_ОТРЫВОК ТЕКСТА_:

——

Время во второй повести считается обратимым и относительным, представляется, по словам Валерки, подобием «струн, которые звучат то вместе, то вразнобой», рассыпающихся бус или запутанной петли, которая движется разнонаправленно и которую «можно рассечь и пробиться через сотни лет»[42]. По оценке литературоведа О. Челюкановой, такое описание является интеллектуальным и теоретическим обоснованием «симультанного» хронотопа, для которого характерно одновременное протекание различных процессов в рамках художественного произведения[43]. Время в двух мирах течёт по-разному: Сергею кажется, что переход через коридор занимает «полжизни»; два часа времени в его мире соответствуют примерно суткам в мире друзей; из солнечного дня на Земле он попадает в ночное время[11][38].

Другой мир напоминает как Землю, так и забытый сказочный мир: описываются бревенчатый дом с массивными воротами, похожий на крепость; зелёный холм и белые башни с флюгерами и т. д.[11] Мир Земли ассоциируется с безопасностью, он выше по уровню развития, а герой оказывается супергероем, демонстрируя земные фехтовальные навыки[29]. Два мира различаются интересами их обитателей: мир Земли подчиняется материальным интересам, люди изобрели «порох, машины, ракеты»; в другом мире учёные проникают в тайны времени и мысли, пытаются понять, «как далёкое сделать близким и дотянуться рукой до звёзд»[11][44]. Город из второй повести схож с феодальными городами Европы (башни, бастионы, крутые крыши), эти черты дополняются романтическими деталями: галереи с арками и висячими мостиками соединяют почти все сооружения[45]. Согласно сравнительному анализу антропонимикона, выполненному филологом А. Кудрявцевой, ввиду того, что параллельный мир сильно отличается от нашего мира, для него придумываются новые имена, которые могут маскироваться, — одно называется в честь другого. К примеру, Сергей называет друга Валеркой, потому что тот похож на другого Валерку. Герой может иметь несколько имён: Валерка называет младшего брата Васильком, а Сергей во внутренней речи зовёт его Братиком. Другой мир обозначают имена, образованные звуковым или графическим способом (Иту Лариу Дэн, Га Ихигнор Тас-ута) или с помощью апеллятивов (Звёздный Мастер)[46].

Внешне тонкая и слабенькая верёвочка выполняет ключевую функцию в третьей повести, соединяя планеты. В тексте несколько раз подчёркивается, что капроновый моток необыкновенно прочен: его невозможно разрезать ножом или развязать на нём узел, поскольку верёвочка сравнима по твёрдости со стальным тросом или струной, с её помощью можно удерживать человека над пропастью. Двадцатиметровая верёвочка привязывается с одной стороны к ржавому якорю, который накрепко врастает в планету, а с другой стороны — к железному шиповнику, корни которого достигают центра Земли[47][48].

——

_СПИСОК ЗАДАНИЙ_:
1. Перепишите слово в слово часть отрывка, в начале которой стоят слова «Внешне тонкая и», а в конце слова «достигают центра Земли[47][48].».
2. Перечислите по отрывку все образы, на которые, по словам Валерки, похоже время во второй повести.

_ДАННЫЕ_:
——

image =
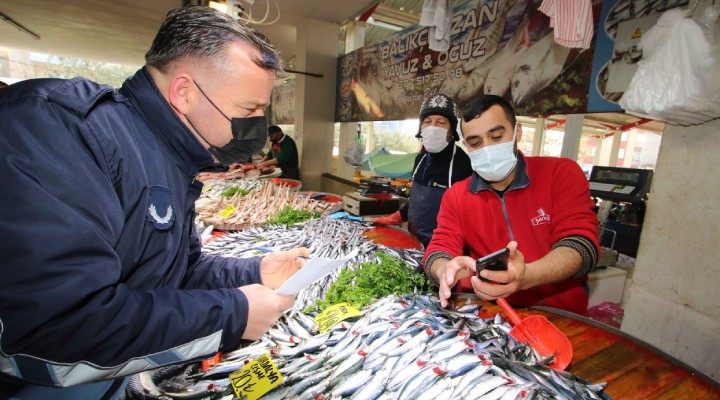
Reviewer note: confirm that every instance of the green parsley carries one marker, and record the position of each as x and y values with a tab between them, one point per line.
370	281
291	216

——

_ОТВЕТЫ ПО ЗАДАНИЯМ_:
1.
Внешне тонкая и слабенькая верёвочка выполняет ключевую функцию в третьей повести, соединяя планеты. В тексте несколько раз подчёркивается, что капроновый моток необыкновенно прочен: его невозможно разрезать ножом или развязать на нём узел, поскольку верёвочка сравнима по твёрдости со стальным тросом или струной, с её помощью можно удерживать человека над пропастью. Двадцатиметровая верёвочка привязывается с одной стороны к ржавому якорю, который накрепко врастает в планету, а с другой стороны — к железному шиповнику, корни которого достигают центра Земли[47][48].

2.
- струны, которые звучат то вместе, то вразнобой;
- рассыпающиеся бусы;
- запутанная петля, которая движется разнонаправленно.